▶ _Exercise passage_
Summary: Study participants were exposed to a series of taste tests with various caloric and nonnutritive sweeteners. Participants rated perceived sweetness. Results showed participants perceived the sweetness of NNS at lower concentrations than the caloric sweeteners and indicated caloric sweeteners all had higher sweetness ratings than NNS. Researchers concluded that results don’t support the claim that NNS produce a negative effect by over-stimulating peoples’ sweet taste receptors to produce supernormal stimuli.
Low/No Calorie Sweetened Beverage Consumption in National Weight Control Registry (NWCR). Catenacci VA, et al. Obesity. 2014; 22(10):2244-2251.

▶ _Raw data_

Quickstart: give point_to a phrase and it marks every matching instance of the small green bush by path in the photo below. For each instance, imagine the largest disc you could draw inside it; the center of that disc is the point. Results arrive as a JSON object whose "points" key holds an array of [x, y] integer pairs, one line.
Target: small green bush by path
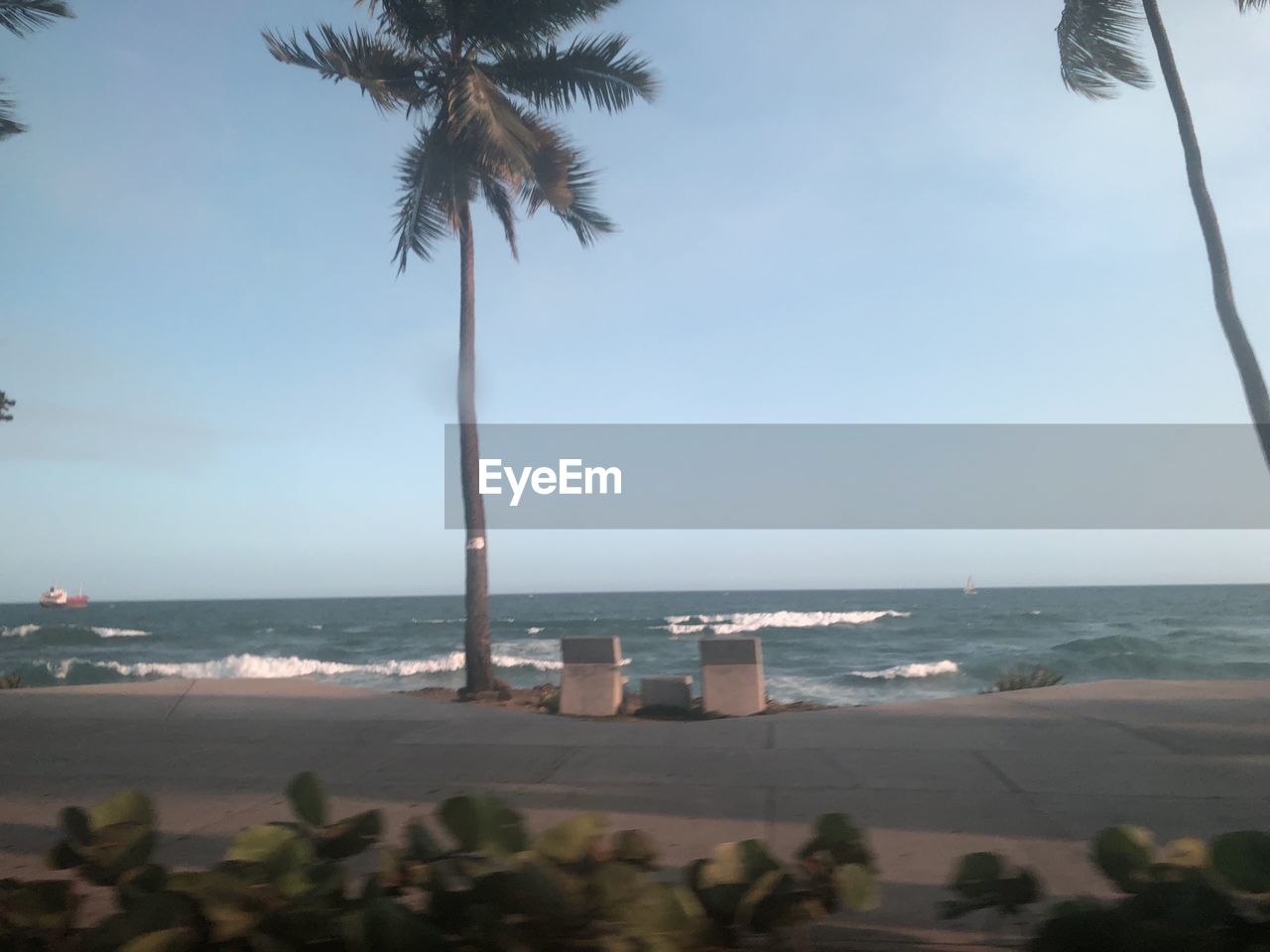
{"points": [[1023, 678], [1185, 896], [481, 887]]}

▶ _Brief_
List every number in the citation at the end of the sweetener text.

▶ _Answer box_
2014, 22, 10, 2244, 2251